### Extract to read ###
The GOP's Unusual 'Dear Iran' Letter

The GOP's Unusual 'Dear Iran' Letter
Critics are calling a letter Republicans sent to Iran an unprecedented attempt to meddle in ongoing negotiations with a foreign government.

This is the letter 47 Republican senators sent Iran's leaders, warning the country against striking a nuclear deal with the U.S.

The White House wasn't amused.

"I think it's somewhat ironic to see some members of Congress wanting to make common cause with the hardliners in Iran," President Obama said.

Essentially, their letter says any agreement signed by President Obama will unravel when he leaves office —  which we’ve heard plenty of times before.  

The president has made pretty clear he plans to bypass Congress when it comes to negotiating a deal — a deal Republicans would really like to prevent from happening. Hence their letter. 

A letter that was, at the very least, a breach of normal diplomatic protocol — not unlike the way Israeli Prime Minister Benjamin Netanyahu was invited to Washington without the White House's approval.
###
Stated problem a: Write out the part of the article on the Republican letter to Iran that opens with the words containing "This is the" and closes with "White House's approval.".
### Material supplied ###
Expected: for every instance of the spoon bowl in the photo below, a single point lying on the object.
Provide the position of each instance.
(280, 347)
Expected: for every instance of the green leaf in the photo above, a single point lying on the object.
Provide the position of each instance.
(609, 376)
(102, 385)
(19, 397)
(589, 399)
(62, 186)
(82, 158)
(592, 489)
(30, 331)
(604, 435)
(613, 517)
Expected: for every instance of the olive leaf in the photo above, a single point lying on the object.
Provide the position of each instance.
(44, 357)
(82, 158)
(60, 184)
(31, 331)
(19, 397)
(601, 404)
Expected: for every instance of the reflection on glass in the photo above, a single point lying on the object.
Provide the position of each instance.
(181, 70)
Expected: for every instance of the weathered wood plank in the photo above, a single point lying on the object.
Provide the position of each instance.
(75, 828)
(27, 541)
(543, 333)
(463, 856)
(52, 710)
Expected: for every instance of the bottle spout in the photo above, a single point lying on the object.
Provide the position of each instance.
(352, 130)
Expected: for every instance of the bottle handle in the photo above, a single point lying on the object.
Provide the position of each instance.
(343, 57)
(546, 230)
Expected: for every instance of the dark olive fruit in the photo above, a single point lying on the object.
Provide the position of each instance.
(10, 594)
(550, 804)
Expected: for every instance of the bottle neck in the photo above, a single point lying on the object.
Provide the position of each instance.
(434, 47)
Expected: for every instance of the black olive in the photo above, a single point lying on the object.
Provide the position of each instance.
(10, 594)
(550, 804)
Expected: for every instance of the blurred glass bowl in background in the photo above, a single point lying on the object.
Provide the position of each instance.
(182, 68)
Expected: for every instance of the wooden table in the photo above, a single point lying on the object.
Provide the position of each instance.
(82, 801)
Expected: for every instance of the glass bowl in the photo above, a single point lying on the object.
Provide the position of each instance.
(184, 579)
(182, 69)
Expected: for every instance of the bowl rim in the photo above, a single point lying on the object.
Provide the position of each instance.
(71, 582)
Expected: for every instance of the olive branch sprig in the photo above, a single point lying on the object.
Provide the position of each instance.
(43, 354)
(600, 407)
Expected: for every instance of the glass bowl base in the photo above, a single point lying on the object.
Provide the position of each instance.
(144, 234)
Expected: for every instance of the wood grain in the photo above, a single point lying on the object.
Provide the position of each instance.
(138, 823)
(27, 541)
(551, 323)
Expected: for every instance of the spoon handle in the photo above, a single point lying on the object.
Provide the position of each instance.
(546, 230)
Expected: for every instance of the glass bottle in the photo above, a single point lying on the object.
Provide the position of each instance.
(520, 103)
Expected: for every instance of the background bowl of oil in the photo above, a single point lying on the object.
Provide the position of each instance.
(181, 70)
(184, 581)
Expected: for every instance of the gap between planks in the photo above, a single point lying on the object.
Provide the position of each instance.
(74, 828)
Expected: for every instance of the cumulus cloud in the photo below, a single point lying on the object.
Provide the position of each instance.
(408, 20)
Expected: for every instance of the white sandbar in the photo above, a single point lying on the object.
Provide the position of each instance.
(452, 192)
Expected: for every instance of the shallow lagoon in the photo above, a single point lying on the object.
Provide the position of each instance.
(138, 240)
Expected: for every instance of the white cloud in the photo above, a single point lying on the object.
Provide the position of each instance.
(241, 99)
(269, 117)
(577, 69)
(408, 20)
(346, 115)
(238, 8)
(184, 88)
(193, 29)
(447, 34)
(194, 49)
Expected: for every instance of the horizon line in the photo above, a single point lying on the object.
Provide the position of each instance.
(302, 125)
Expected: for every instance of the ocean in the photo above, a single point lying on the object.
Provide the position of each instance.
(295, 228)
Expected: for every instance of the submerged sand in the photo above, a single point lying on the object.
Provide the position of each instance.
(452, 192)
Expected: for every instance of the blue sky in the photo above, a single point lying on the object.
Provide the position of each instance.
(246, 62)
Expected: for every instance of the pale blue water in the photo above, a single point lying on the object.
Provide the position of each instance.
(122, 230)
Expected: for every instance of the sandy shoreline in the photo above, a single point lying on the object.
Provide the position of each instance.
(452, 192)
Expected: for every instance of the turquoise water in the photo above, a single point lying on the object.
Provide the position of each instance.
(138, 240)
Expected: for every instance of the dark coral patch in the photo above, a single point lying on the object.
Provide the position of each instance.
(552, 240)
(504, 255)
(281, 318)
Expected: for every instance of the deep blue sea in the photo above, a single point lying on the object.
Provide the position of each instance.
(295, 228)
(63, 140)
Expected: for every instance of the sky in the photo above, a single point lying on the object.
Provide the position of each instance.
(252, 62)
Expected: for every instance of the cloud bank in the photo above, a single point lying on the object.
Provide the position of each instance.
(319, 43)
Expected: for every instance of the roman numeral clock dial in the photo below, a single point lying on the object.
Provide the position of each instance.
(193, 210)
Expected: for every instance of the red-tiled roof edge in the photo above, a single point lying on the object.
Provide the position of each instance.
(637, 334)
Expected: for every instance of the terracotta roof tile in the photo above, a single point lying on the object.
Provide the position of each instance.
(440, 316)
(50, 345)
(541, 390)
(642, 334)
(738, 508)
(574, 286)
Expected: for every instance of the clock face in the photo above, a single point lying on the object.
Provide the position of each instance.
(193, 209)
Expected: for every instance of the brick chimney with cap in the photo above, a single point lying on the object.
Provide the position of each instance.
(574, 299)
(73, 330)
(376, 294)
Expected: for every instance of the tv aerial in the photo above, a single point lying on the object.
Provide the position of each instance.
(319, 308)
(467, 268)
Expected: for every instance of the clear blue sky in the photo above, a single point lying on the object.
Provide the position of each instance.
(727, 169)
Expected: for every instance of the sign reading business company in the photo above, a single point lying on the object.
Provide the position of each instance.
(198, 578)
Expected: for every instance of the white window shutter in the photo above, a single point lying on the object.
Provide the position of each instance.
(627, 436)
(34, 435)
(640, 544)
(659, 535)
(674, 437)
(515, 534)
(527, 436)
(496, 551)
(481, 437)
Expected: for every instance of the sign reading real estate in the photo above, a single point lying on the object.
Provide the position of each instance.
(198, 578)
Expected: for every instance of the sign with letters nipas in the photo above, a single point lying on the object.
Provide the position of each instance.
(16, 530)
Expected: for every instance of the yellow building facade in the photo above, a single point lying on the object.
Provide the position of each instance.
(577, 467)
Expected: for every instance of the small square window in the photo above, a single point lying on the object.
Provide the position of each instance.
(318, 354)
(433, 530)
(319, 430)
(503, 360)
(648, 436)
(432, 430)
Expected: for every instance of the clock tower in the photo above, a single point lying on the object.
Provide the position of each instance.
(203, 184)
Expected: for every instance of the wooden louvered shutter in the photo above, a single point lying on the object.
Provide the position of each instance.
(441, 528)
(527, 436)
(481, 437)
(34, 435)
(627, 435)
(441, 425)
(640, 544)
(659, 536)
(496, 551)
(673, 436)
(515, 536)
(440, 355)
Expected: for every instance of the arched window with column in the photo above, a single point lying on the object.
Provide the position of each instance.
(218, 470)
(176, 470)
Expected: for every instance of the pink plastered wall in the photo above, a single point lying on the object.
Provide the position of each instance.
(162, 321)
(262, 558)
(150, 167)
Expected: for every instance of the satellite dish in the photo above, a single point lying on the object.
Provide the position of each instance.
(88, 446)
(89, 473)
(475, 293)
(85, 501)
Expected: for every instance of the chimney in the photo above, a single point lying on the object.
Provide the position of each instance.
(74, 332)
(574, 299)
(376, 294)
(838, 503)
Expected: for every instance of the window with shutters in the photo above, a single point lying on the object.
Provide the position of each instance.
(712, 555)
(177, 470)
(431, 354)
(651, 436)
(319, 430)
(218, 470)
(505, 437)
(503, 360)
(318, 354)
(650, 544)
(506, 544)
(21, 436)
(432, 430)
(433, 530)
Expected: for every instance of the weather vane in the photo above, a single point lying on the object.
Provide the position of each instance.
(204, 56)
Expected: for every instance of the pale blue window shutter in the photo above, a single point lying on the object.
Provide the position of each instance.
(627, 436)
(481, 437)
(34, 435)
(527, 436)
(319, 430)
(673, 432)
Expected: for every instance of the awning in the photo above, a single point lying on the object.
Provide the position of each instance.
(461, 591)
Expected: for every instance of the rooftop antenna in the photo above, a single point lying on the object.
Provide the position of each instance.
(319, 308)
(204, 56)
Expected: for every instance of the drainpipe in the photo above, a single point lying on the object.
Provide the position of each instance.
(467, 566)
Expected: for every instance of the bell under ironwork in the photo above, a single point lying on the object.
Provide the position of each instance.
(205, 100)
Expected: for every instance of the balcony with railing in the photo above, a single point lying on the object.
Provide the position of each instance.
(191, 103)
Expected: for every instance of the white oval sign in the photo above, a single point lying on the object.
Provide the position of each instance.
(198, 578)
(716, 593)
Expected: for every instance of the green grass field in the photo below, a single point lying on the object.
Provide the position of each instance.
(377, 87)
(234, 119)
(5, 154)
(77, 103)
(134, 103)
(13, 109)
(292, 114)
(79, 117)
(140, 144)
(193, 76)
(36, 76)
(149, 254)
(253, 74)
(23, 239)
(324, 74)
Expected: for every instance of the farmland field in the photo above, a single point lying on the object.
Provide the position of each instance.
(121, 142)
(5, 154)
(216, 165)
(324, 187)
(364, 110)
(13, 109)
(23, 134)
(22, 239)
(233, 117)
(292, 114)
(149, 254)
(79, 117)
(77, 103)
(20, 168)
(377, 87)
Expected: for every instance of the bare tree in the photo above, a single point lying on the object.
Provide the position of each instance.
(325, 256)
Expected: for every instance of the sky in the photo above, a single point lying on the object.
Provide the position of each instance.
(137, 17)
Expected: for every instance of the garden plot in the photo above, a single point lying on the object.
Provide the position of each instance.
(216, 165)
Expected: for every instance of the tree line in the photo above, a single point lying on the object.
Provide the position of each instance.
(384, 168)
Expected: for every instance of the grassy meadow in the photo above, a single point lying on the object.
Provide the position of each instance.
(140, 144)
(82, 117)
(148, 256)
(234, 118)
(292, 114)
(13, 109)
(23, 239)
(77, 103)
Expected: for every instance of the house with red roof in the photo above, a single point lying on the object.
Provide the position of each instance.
###
Stated problem b: Filter the entries and copy every line that contains the string "spoon". Case counts.

Full response a:
This is the letter 47 Republican senators sent Iran's leaders, warning the country against striking a nuclear deal with the U.S.

The White House wasn't amused.

"I think it's somewhat ironic to see some members of Congress wanting to make common cause with the hardliners in Iran," President Obama said.

Essentially, their letter says any agreement signed by President Obama will unravel when he leaves office —  which we’ve heard plenty of times before.  

The president has made pretty clear he plans to bypass Congress when it comes to negotiating a deal — a deal Republicans would really like to prevent from happening. Hence their letter. 

A letter that was, at the very least, a breach of normal diplomatic protocol — not unlike the way Israeli Prime Minister Benjamin Netanyahu was invited to Washington without the White House's approval.

Full response b:
Expected: for every instance of the spoon bowl in the photo below, a single point lying on the object.
Expected: for every instance of the spoon handle in the photo above, a single point lying on the object.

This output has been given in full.